### Your goal
From the entries below, return only the lines starting at the one that contains "box: [339, 196, 568, 220]" and ending at the one that contains "213L568 218L555 195L338", exactly as they stand.

### Dataset entries
----------------------------------------

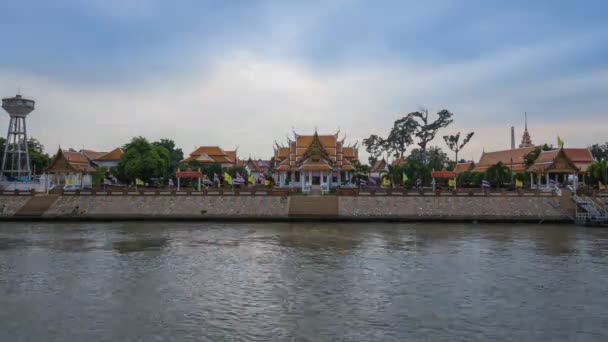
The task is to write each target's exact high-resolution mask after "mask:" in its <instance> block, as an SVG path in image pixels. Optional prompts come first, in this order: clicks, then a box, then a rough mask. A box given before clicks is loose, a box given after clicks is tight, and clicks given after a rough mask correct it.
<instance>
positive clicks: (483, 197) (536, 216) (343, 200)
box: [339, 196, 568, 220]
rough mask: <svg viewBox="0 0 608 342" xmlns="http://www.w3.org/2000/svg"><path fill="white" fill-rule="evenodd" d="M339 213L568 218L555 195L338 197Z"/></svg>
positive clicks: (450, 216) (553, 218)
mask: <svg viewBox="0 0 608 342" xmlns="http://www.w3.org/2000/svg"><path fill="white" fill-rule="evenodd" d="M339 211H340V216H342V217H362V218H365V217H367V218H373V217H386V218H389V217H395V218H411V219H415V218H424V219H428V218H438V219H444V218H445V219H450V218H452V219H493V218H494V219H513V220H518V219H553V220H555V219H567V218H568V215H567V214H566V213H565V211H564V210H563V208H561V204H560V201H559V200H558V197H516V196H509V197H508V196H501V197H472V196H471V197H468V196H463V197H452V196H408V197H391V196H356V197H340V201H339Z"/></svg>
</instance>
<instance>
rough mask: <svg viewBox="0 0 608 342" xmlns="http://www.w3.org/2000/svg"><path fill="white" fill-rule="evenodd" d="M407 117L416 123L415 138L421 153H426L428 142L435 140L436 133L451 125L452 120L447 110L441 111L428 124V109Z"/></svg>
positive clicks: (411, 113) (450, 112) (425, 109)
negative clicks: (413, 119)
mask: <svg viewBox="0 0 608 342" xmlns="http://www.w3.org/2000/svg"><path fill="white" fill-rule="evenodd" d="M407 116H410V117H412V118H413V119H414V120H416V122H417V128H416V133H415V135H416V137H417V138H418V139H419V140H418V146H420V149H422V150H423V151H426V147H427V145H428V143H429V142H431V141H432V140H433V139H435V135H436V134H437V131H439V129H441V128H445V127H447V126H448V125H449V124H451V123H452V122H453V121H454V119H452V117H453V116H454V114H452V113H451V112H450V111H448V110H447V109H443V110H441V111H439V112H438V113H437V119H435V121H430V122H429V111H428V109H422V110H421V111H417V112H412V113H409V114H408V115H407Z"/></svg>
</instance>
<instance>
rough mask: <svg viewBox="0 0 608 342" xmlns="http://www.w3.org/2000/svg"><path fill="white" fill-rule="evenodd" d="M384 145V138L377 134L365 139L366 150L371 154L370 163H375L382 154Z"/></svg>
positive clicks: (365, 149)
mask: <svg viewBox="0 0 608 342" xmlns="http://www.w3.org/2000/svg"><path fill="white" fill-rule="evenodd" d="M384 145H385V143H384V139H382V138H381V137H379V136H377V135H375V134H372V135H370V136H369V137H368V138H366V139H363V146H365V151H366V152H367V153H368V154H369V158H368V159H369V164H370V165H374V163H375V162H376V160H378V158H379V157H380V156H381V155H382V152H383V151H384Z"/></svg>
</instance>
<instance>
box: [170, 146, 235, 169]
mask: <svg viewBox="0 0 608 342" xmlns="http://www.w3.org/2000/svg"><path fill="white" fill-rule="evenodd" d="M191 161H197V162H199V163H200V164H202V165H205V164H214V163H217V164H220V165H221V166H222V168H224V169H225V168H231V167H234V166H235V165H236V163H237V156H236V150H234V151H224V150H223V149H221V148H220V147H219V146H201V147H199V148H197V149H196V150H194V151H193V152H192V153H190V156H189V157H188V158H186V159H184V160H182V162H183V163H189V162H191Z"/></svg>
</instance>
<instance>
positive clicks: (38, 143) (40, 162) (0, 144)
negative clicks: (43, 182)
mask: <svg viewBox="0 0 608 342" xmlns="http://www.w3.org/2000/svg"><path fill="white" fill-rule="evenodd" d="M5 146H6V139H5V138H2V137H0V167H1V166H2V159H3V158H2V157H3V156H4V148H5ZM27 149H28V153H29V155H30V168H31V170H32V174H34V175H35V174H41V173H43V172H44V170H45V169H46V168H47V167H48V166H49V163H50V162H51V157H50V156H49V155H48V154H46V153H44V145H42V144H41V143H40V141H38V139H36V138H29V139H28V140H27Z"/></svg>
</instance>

----------------------------------------

### Response to the exercise
box: [339, 196, 568, 220]
rough mask: <svg viewBox="0 0 608 342" xmlns="http://www.w3.org/2000/svg"><path fill="white" fill-rule="evenodd" d="M339 213L568 218L555 195L338 197Z"/></svg>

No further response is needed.